* [What is expected] Gather every line of the data below that contains the string "positive". Letter case must match.

Stored data entries
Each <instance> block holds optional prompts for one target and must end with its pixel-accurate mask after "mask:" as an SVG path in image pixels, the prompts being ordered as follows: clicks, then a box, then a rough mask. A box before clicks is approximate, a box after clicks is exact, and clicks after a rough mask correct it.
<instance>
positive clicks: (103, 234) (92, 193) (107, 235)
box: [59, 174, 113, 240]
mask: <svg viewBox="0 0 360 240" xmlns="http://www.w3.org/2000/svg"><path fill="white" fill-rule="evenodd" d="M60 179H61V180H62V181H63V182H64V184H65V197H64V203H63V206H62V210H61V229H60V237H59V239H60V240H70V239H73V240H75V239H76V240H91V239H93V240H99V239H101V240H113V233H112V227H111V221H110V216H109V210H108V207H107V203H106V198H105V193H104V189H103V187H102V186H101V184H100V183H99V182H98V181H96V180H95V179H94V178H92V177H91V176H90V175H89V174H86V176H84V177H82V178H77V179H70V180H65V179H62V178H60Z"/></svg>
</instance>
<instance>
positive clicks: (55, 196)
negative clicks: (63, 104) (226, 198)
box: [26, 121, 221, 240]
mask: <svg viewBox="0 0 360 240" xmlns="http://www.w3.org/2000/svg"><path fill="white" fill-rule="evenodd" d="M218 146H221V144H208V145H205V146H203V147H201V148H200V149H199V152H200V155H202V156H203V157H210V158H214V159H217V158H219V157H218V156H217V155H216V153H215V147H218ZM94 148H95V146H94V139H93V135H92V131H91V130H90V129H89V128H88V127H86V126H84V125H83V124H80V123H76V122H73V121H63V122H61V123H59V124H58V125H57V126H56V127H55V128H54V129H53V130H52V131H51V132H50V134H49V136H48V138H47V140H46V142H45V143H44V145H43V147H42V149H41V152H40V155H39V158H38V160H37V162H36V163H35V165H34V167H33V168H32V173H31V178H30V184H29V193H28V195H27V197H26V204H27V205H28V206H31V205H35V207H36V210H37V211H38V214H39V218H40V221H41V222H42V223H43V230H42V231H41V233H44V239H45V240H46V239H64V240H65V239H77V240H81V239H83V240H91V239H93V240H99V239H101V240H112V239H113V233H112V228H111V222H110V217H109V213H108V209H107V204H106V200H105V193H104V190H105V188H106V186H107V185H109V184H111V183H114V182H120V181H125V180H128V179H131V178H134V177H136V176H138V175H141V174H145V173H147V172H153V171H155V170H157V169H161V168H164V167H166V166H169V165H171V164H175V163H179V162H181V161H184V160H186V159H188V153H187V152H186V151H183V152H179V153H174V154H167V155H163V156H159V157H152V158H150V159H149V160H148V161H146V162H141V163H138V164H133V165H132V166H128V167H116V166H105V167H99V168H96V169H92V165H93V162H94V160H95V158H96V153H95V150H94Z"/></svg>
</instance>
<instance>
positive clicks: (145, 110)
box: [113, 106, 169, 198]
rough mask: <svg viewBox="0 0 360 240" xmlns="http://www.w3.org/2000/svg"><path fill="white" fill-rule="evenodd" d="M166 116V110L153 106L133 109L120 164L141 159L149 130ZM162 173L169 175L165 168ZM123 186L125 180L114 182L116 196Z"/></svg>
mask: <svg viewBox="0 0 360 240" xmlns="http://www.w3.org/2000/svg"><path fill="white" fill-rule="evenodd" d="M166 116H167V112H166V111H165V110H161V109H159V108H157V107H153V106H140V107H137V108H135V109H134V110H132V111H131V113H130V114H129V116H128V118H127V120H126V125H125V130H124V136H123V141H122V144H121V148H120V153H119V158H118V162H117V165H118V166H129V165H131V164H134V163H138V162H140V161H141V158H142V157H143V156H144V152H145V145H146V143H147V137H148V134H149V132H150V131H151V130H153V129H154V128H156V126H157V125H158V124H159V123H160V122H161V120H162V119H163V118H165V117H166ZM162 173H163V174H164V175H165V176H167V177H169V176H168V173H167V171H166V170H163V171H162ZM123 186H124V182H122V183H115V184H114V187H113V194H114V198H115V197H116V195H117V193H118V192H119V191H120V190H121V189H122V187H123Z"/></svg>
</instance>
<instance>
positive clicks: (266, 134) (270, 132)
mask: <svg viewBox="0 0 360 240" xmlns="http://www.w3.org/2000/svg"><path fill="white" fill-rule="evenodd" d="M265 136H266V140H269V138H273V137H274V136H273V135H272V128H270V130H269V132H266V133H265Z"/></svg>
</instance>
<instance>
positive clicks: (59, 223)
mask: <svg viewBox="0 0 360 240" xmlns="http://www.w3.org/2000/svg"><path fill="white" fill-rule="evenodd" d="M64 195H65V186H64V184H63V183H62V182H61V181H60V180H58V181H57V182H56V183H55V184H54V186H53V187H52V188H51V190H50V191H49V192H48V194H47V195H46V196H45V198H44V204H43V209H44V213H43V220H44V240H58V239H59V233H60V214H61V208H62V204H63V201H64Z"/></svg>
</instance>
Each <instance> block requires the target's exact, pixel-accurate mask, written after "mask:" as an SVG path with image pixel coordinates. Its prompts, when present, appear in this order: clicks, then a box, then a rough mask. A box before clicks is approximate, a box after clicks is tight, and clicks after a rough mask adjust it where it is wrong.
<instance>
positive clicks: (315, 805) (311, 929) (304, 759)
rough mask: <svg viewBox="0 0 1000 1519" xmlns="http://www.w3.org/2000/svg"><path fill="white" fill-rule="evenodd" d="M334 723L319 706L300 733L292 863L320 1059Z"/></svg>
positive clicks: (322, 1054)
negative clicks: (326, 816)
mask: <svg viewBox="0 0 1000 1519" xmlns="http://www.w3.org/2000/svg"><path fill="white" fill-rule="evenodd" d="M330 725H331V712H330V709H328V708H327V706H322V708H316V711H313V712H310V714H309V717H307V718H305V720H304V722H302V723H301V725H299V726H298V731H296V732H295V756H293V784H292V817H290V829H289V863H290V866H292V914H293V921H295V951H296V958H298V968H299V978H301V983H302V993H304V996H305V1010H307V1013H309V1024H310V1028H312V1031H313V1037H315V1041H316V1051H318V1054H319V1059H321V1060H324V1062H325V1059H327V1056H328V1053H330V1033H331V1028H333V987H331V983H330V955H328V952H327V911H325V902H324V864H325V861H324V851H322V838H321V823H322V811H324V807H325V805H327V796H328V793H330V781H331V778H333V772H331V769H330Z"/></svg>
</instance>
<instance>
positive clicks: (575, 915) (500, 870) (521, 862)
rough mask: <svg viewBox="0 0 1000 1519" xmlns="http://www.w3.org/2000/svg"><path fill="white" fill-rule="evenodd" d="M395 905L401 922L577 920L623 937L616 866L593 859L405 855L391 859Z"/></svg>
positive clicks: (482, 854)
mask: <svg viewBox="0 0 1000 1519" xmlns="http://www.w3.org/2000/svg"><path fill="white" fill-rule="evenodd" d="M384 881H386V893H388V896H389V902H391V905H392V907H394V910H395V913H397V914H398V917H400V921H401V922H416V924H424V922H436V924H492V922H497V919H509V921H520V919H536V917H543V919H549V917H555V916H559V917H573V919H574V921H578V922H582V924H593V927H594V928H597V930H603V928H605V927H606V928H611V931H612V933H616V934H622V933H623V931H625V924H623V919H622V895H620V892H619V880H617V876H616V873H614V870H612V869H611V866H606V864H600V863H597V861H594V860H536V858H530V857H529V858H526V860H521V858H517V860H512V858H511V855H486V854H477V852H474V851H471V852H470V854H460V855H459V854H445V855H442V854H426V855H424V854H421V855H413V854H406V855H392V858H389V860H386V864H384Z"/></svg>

* [Answer]
positive clicks: (103, 234) (92, 193) (107, 235)
positive clicks: (55, 196)
positive clicks: (145, 110)
positive clicks: (266, 134) (270, 132)
positive clicks: (59, 223)
positive clicks: (315, 805) (311, 929) (304, 759)
positive clicks: (322, 1054)
positive clicks: (575, 915) (500, 870) (521, 862)
positive clicks: (482, 854)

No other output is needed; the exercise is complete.